### Goal
Print the records below exactly as they appear.

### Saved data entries
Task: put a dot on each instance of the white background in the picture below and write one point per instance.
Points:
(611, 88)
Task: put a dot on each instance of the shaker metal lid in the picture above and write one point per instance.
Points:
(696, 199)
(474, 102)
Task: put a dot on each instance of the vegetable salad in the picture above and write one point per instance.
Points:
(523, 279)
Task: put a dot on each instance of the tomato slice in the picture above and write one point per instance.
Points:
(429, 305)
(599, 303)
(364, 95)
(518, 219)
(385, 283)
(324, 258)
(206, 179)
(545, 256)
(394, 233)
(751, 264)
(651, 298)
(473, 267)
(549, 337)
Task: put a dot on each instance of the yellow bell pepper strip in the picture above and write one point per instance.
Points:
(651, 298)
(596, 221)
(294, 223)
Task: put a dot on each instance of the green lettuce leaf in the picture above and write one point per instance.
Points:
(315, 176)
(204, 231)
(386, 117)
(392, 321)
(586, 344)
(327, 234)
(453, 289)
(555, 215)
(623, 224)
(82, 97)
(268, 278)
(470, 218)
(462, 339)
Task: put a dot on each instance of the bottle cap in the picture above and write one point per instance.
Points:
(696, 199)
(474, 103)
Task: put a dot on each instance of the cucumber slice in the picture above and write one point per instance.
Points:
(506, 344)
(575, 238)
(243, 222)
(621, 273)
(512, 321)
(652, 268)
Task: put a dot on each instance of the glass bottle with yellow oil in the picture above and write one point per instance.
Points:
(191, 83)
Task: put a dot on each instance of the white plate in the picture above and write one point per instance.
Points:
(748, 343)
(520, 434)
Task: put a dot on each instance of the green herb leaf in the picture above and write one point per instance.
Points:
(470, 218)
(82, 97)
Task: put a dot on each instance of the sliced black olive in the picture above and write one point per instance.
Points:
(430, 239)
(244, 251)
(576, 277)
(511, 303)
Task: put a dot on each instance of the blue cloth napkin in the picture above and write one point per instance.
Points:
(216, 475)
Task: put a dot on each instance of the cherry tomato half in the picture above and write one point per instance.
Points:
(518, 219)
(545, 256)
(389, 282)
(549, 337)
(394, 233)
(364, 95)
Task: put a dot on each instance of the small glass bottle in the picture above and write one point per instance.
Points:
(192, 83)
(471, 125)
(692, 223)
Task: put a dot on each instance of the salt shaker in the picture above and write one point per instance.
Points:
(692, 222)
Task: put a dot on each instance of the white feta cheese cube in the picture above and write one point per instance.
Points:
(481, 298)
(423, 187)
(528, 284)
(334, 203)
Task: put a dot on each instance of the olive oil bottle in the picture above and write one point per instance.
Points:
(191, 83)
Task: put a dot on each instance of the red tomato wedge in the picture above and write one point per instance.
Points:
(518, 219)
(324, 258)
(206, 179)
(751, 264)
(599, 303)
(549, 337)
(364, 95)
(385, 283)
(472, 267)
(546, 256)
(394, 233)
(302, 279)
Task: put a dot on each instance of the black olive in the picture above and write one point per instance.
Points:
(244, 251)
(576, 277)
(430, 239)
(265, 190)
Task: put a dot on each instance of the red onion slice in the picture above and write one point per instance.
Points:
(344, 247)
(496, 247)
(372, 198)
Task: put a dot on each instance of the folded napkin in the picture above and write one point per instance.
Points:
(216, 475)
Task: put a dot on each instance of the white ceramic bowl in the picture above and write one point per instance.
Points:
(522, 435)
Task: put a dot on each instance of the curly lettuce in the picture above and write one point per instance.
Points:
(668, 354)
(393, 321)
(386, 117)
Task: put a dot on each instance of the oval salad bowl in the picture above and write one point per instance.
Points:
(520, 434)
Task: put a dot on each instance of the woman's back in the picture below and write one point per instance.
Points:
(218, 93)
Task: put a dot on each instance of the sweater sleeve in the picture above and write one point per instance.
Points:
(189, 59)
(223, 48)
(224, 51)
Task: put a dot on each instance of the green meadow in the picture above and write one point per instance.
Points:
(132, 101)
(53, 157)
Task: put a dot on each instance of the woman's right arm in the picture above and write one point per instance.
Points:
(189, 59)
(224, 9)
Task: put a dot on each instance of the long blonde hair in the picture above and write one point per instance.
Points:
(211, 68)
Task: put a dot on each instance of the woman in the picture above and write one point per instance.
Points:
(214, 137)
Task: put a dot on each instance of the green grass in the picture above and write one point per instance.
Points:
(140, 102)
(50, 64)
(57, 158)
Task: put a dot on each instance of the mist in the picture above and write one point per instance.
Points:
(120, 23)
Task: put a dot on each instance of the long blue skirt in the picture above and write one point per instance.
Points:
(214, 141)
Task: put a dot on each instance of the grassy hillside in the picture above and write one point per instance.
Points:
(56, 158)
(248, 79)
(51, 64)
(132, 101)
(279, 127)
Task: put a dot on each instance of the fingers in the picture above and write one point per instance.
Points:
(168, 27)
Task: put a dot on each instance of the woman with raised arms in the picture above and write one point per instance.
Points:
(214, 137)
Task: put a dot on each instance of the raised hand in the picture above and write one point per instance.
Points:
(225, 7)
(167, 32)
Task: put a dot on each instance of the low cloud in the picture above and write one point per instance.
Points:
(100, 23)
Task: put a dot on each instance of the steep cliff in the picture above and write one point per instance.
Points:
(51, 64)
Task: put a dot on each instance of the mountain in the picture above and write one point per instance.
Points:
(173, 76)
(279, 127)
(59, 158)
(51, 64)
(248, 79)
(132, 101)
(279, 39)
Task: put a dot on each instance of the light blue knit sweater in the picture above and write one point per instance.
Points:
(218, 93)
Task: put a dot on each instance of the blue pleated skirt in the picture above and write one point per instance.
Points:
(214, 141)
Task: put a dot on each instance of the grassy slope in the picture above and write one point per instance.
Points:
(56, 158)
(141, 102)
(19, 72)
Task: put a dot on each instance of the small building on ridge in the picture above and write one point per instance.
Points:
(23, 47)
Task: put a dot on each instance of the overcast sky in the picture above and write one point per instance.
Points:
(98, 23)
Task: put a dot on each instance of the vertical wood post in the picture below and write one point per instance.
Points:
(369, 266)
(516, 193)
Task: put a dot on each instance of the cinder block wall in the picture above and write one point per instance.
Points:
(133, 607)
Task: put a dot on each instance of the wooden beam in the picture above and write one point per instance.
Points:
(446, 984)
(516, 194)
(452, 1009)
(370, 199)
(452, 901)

### Task output
Task: put a dot on each instance of the white background in the picture below and write one point per instance.
Points:
(611, 88)
Task: put a dot on each instance of the shaker metal lid in the picture above and write one point per instance.
Points:
(696, 199)
(474, 102)
Task: put a dot on each instance of the vegetable salad in the picture above and write one point per instance.
Points:
(523, 279)
Task: put a dot on each instance of the tomato slice in the picture above and write one point per instance.
Points:
(429, 305)
(599, 303)
(364, 95)
(518, 219)
(385, 283)
(324, 258)
(206, 179)
(545, 256)
(394, 233)
(751, 264)
(651, 298)
(473, 267)
(549, 337)
Task: put a dot on each instance of the yellow bell pepper strip in the picture above and write one point per instance.
Points:
(651, 298)
(596, 221)
(294, 223)
Task: put a dot on each instance of the green lettuce leaf in the picture above and write one point per instance.
Points:
(315, 176)
(204, 231)
(386, 117)
(392, 321)
(586, 344)
(327, 234)
(453, 289)
(555, 215)
(623, 224)
(82, 97)
(268, 278)
(470, 218)
(462, 339)
Task: put a dot on each instance of the bottle cap in the picture above and write one point per instance.
Points:
(696, 199)
(474, 103)
Task: put a dot on each instance of the cucumber slice in the picture above and write one point per instance.
Points:
(506, 344)
(575, 238)
(243, 222)
(621, 273)
(512, 321)
(652, 268)
Task: put a dot on each instance of the glass bottle with yellow oil in the picture above and write one point per instance.
Points:
(191, 83)
Task: put a dot on each instance of the white plate in the picture above and write one point per instance.
Points:
(748, 343)
(520, 434)
Task: put a dot on each instance of the green herb leaf in the picture above and write one point per instance.
Points:
(470, 218)
(82, 97)
Task: put a dot on each instance of the sliced black olive in the picture above and write one point per instance.
Points:
(430, 239)
(244, 251)
(576, 277)
(511, 303)
Task: put a dot on each instance of the blue cloth napkin in the picture above and write one point per instance.
Points:
(216, 475)
Task: put a dot on each instance of the cherry tomato half in the picture above and write one point per instance.
Points:
(518, 219)
(545, 256)
(389, 282)
(549, 337)
(394, 233)
(364, 95)
Task: put a dot on each instance of the small glass bottle in the picture above and write one point per instance.
Points:
(192, 83)
(471, 125)
(692, 223)
Task: put a dot on each instance of the salt shaker in the picture above and write one point per instance.
Points:
(692, 222)
Task: put a dot on each instance of the white feta cheese cube in the picture above and write one point per instance.
Points:
(481, 298)
(423, 187)
(528, 284)
(334, 203)
Task: put a dot on each instance of the olive oil bottle in the picture above and write one point per instance.
Points:
(191, 83)
Task: put a dot on each instance of the red tomato wedge in the picture above and write one point per instance.
Points:
(518, 219)
(324, 258)
(206, 179)
(751, 264)
(599, 303)
(549, 337)
(364, 95)
(385, 283)
(472, 267)
(546, 256)
(394, 233)
(302, 279)
Task: put a dot on each instance of the black olive in the picture above and write one point per instance.
Points:
(244, 251)
(576, 277)
(430, 239)
(265, 190)
Task: put a dot on each instance of the red onion slice in the picture above and write one point per instance.
Points:
(344, 247)
(496, 247)
(372, 198)
Task: put a dot on each instance of the folded napkin in the picture above and write one point per instance.
Points:
(216, 475)
Task: put a dot on each instance of the white ceramic bowl in the picture above and write one point per instance.
Points:
(522, 435)
Task: put a dot on each instance of the curly lettuce in the picture above and write one point per instance.
Points:
(668, 354)
(393, 321)
(386, 117)
Task: put a dot on each instance of the oval salad bowl in the picture above and write one point per instance.
Points:
(520, 434)
Task: put a dot on each instance of the woman's back in the picture below and write one point per instance.
Points:
(218, 93)
Task: put a dot on each instance of the sweater sleeve in the picture above and write one point per instance.
Points:
(189, 59)
(223, 48)
(224, 51)
Task: put a dot on each instance of the green meadow in the picture above and write one point per instance.
Points:
(132, 101)
(53, 157)
Task: put a dot on each instance of the woman's right arm in the picture above and write one point per instance.
Points:
(189, 59)
(224, 9)
Task: put a dot on each instance of the long blonde hair in the picture above and write one point per instance.
Points:
(211, 68)
Task: put a dot on each instance of the woman in the picture above and write one point per instance.
Points:
(214, 137)
Task: put a dot on each instance of the green grass in the picture above and write one point per instance.
Points:
(140, 102)
(50, 64)
(57, 158)
Task: put a dot on each instance of the mist in the picture above and write one point per instance.
Points:
(120, 23)
Task: put a dot on each instance of the long blue skirt in the picture above and write one point per instance.
Points:
(214, 141)
Task: put a dot on each instance of the grassy hillside in the picture above and write one point per instance.
Points:
(56, 158)
(248, 79)
(51, 64)
(132, 101)
(279, 127)
Task: put a dot on each instance of the fingers in the picture above and write one point per instance.
Points:
(168, 27)
Task: put a dot on each instance of the woman with raised arms in the picture above and write one point per instance.
Points:
(214, 137)
Task: put a dot on each instance of the raised hand in the picture above and write one point per instance.
Points:
(225, 7)
(167, 32)
Task: put a dot on each instance of the low cloud in the picture above and write one point per instance.
Points:
(100, 23)
Task: put a dot on each instance of the steep cliff in the picture above and write one point per instance.
Points:
(51, 64)
Task: put a dot on each instance of the mountain in the picture above and write one point per instance.
Points:
(173, 76)
(279, 127)
(59, 158)
(51, 64)
(248, 79)
(132, 101)
(279, 39)
Task: put a dot on each instance of the light blue knit sweater in the picture above and write one point per instance.
Points:
(218, 93)
Task: put a dot on each instance of the blue pleated skirt in the picture above and write one point per instance.
Points:
(214, 141)
Task: put a dot on each instance of the grassy slope in the picture above and write one point per instance.
Points:
(56, 158)
(141, 102)
(19, 72)
Task: put a dot on each instance of the small building on ridge in the picture above and write one point per instance.
Points:
(23, 47)
Task: put a dot on each instance of the overcast sky in the picture above and write one point per instance.
Points:
(98, 23)
Task: put a dot on each instance of the vertical wood post in the picture below and write one point per instance.
Points:
(369, 266)
(516, 193)
Task: put a dot on each instance of the cinder block wall in the picture above and write one point per instance.
Points:
(133, 607)
Task: put a dot on each instance of the wooden beam in the picture above and write one point per instance.
Points:
(446, 984)
(516, 194)
(452, 1009)
(370, 199)
(452, 901)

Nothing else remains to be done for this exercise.